* _EXERCISE DIRECTIONS_
Leaving out any pictures, transcribe every record exactly.

Dataset entries:
•••••

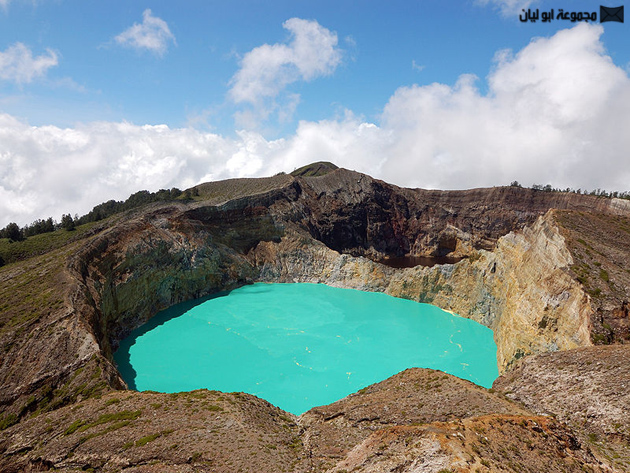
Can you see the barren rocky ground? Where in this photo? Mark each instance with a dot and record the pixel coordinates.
(548, 272)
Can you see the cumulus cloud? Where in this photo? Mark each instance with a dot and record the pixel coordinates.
(18, 65)
(507, 7)
(268, 69)
(153, 34)
(554, 113)
(551, 115)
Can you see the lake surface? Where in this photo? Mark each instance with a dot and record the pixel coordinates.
(300, 345)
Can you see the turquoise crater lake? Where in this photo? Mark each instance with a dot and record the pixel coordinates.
(300, 345)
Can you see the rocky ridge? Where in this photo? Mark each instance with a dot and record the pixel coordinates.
(520, 275)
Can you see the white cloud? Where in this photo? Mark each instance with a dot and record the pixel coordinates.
(268, 69)
(18, 65)
(554, 113)
(152, 34)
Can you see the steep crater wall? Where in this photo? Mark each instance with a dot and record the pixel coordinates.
(514, 279)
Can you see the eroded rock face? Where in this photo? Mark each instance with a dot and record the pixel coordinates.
(588, 388)
(521, 290)
(545, 271)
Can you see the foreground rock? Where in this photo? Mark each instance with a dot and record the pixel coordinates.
(418, 420)
(588, 388)
(548, 272)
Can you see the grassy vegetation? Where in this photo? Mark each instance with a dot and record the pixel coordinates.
(31, 290)
(221, 191)
(122, 417)
(320, 168)
(41, 244)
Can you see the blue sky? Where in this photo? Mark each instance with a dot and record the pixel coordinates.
(101, 99)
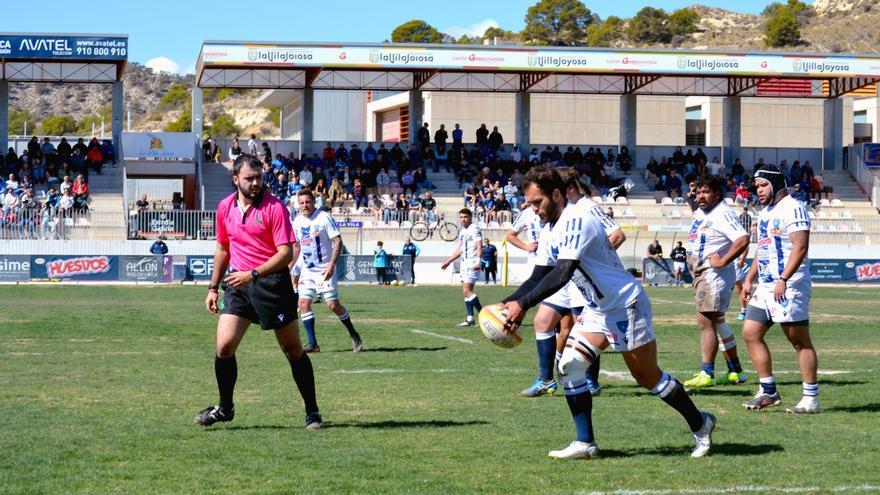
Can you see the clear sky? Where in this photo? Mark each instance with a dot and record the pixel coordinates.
(167, 34)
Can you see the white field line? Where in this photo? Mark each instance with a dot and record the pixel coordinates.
(441, 336)
(740, 489)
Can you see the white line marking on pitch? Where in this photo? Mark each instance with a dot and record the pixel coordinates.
(441, 336)
(738, 489)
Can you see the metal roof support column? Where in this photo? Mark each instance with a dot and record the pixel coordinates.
(416, 113)
(628, 125)
(832, 144)
(522, 121)
(731, 130)
(117, 111)
(4, 116)
(307, 127)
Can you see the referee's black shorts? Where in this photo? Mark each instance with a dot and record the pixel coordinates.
(268, 300)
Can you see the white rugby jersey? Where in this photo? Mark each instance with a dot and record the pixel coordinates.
(314, 235)
(529, 221)
(467, 242)
(775, 224)
(608, 224)
(710, 233)
(600, 277)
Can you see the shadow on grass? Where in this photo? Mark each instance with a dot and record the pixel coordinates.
(859, 408)
(737, 449)
(397, 349)
(379, 425)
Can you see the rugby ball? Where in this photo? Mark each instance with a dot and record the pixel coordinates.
(492, 319)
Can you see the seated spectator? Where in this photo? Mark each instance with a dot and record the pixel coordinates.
(673, 185)
(655, 250)
(80, 192)
(429, 207)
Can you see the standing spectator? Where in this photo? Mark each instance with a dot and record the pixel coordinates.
(489, 259)
(440, 138)
(413, 251)
(495, 139)
(679, 262)
(655, 250)
(457, 134)
(380, 263)
(159, 247)
(482, 138)
(423, 137)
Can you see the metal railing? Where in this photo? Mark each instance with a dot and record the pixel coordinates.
(34, 223)
(172, 224)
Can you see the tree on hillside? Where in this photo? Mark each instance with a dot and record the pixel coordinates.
(782, 27)
(57, 125)
(683, 22)
(416, 31)
(606, 33)
(649, 25)
(17, 121)
(558, 22)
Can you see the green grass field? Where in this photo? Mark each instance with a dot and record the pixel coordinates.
(99, 385)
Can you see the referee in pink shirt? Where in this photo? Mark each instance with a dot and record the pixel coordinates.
(254, 241)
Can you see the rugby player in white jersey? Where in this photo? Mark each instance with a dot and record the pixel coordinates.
(320, 244)
(617, 313)
(715, 241)
(783, 291)
(470, 245)
(556, 314)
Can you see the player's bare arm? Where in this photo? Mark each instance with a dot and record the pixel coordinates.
(221, 260)
(800, 244)
(512, 237)
(279, 260)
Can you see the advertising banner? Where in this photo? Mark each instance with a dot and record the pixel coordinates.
(199, 267)
(168, 146)
(145, 268)
(542, 59)
(61, 267)
(40, 46)
(359, 268)
(14, 268)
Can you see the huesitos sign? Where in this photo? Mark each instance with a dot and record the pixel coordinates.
(86, 265)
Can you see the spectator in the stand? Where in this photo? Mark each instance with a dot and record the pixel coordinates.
(715, 167)
(482, 135)
(673, 185)
(678, 255)
(81, 146)
(457, 135)
(440, 137)
(423, 137)
(429, 207)
(80, 192)
(495, 139)
(655, 250)
(235, 149)
(336, 194)
(159, 247)
(489, 261)
(109, 151)
(380, 264)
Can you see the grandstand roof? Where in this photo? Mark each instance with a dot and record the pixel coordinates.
(62, 57)
(480, 68)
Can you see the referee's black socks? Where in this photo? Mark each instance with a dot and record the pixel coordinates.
(304, 376)
(226, 370)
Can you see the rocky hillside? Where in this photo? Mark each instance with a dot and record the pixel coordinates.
(839, 26)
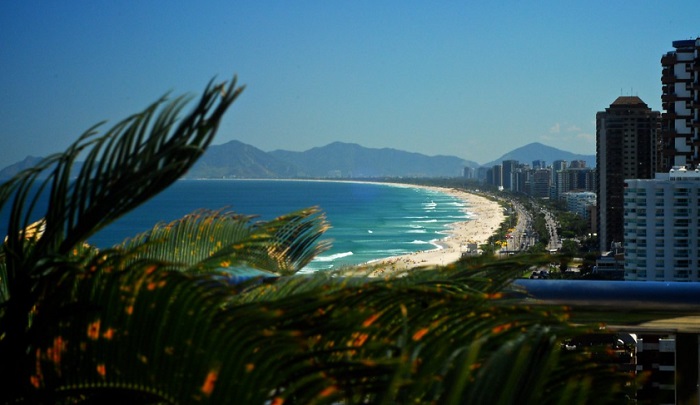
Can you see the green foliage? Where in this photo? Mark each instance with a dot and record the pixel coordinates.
(166, 318)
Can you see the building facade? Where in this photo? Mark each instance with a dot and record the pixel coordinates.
(679, 141)
(662, 236)
(626, 136)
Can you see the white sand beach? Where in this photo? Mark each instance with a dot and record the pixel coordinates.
(486, 216)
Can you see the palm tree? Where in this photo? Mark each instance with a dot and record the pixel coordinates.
(208, 309)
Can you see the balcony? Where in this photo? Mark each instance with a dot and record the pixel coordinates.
(668, 59)
(667, 78)
(669, 97)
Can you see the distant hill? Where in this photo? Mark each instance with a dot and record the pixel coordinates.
(538, 151)
(239, 160)
(340, 159)
(336, 160)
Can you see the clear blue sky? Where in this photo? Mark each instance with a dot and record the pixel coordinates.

•••••

* _SOLUTION TO THE PROBLEM_
Can you see the barren rocky ground? Where in this photo? Mark each instance with a dot and record the pixel coordinates.
(548, 272)
Can you see the cumulus cloud? Where in this photo? Mark each instance with a dot and record the pixel coordinates.
(18, 65)
(507, 7)
(268, 69)
(153, 34)
(554, 113)
(551, 115)
Can you see the lake surface? Where in this photo? Mark each instance with a dot and record the pixel coordinates.
(300, 345)
Can you see the turquoise crater lake? Where in this photo? Mark each instance with a dot and record the pixel coordinates.
(300, 345)
Can you see the rocky ridge? Where in this photo? Mark each instance with a dot and record the pixel coordinates.
(520, 275)
Can you see the white cloud? Where in this photo? Mark each instance with a dot and record the pixel coordinates.
(268, 69)
(18, 65)
(554, 113)
(152, 34)
Can you see the steep crater wall? Where in this photo? Mark each instance with a dot and record the pixel coordinates.
(514, 279)
Can you see the eroded rock face? Where in this photo? Mark each instance with a dot and record the pixel coordinates.
(588, 388)
(521, 290)
(545, 271)
Can you see the foreground rock? Where in this photo? Mark each instance with a dot and record the pixel coordinates.
(418, 420)
(588, 388)
(548, 272)
Can you see the grassy vegetation? Where in this photo? Mark each instance with a dot and record the pixel coordinates.
(31, 290)
(221, 191)
(122, 417)
(320, 168)
(41, 244)
Can you see the blue sky? Where in this photo? Mark each instance with a dot and record the pixel coordinates.
(101, 99)
Can you see the clear sky? Where in this photo? Mark each instance with a dot and record the pixel coordinates.
(167, 34)
Can you see the white field line? Where in this photo? Mark each instance with a dot and record the pixel coordinates.
(441, 336)
(740, 489)
Can you see the white line marking on pitch? Where in this photo? Mark each instance with a dot and record the pixel coordinates.
(441, 336)
(738, 489)
Can you see the metal roof support column? Where in this photo? Mark each instance with a dot and record the pixel coordinates.
(416, 113)
(628, 125)
(832, 144)
(522, 121)
(731, 130)
(117, 111)
(4, 116)
(307, 127)
Can you see the referee's black shorts? Where in this photo? Mark each instance with a dot and record the pixel coordinates.
(268, 300)
Can you see the white rugby jersey? Where in this photo? Mark each instance with a dot and record the pixel coordinates.
(314, 235)
(529, 221)
(467, 242)
(775, 224)
(608, 224)
(710, 233)
(600, 277)
Can you see the shadow on grass? Where in this photo? Mark each instance with a dot and record the pixel coordinates.
(859, 408)
(737, 449)
(397, 349)
(379, 425)
Can you see the rugby ball? Where in this photo? Mark each instance with a dot and record the pixel coordinates.
(492, 319)
Can you see the seated spectator? Where in this photo? Mark each instance with a dot and record the pixel coordinates.
(673, 185)
(655, 250)
(80, 192)
(429, 207)
Can you see the standing spectator? Where in this photo? Mark each instance with a dot and record the pixel coordinates.
(489, 259)
(440, 138)
(413, 251)
(495, 139)
(679, 262)
(655, 250)
(457, 134)
(380, 263)
(159, 247)
(482, 138)
(423, 137)
Can you see the metal railing? Where in this photo? Mark each instance with a dot and record the pixel coordinates.
(34, 223)
(172, 224)
Can you see the tree on hillside? Where in this photo? Mark each instance with a dot and record the pixel coordinates.
(782, 27)
(57, 125)
(683, 22)
(416, 31)
(606, 33)
(649, 25)
(17, 121)
(558, 22)
Can you see the green grass field? Where in this photo? Mark each instance with a dot and record the pixel coordinates.
(99, 385)
Can you see the referee in pink shirt? Where in this photo? Mark each instance with a dot and record the pixel coordinates.
(254, 241)
Can you see the rugby player in white jersey? Where in this photo? Mark each instance with a dot and record the pixel coordinates.
(320, 244)
(617, 313)
(715, 241)
(783, 291)
(470, 245)
(556, 314)
Can you see the player's bare arm? Where in this photo? Mark each instance with a dot and record the pixel coordinates.
(221, 260)
(800, 244)
(512, 237)
(279, 260)
Can you see the advertising banner? Where in this photo? Mark each instance with a dot and record the pixel coordinates.
(199, 267)
(168, 146)
(145, 268)
(542, 59)
(61, 267)
(40, 46)
(359, 268)
(14, 268)
Can you see the huesitos sign? Where in this photo? Mark each instance with a dot and record the pixel coordinates.
(86, 265)
Can you see the spectator in the stand? Where in this photo? Mark each instance with a dot and record the pixel coordinates.
(715, 167)
(482, 135)
(673, 185)
(678, 255)
(81, 146)
(457, 135)
(440, 137)
(423, 137)
(429, 207)
(80, 192)
(495, 139)
(655, 250)
(235, 149)
(336, 194)
(159, 247)
(489, 261)
(109, 151)
(380, 264)
Can you see the grandstand roof? Where in this photo? Mark each instance with a dot and record the pixel coordinates.
(62, 57)
(480, 68)
Can you see the referee's black socks? Where in this photo? Mark each instance with a dot and record the pixel coordinates.
(304, 376)
(226, 370)
Can you see the rocky hillside? Where in this photo? Mark each instance with a dot and record the pixel coordinates.
(839, 26)
Can you see the green foliage? Where in this photo? Mark each instance with a dot and record the pixel coordinates.
(166, 318)
Can you see the building facade? Where in this photo? Mark each instance with a dot and record the pixel coordinates.
(679, 141)
(662, 236)
(626, 136)
Can you see the white sand beach? Where in this photo? Mark each instance with a dot and record the pixel coordinates.
(486, 216)
Can you see the palm tree? Where in this photo? Mark each instance with a dot and record the pixel coordinates.
(208, 309)
Can you see the balcony? Where in this photo? Mark each instance with a dot and record the pixel coordinates.
(668, 59)
(667, 78)
(669, 97)
Can you see the distant hill? Where in this photo? Mark each instance with a dot and record the pixel coordinates.
(538, 151)
(239, 160)
(340, 159)
(336, 160)
Can you see the clear blue sky? Where in this photo? Mark each instance with a dot and record the pixel coordinates.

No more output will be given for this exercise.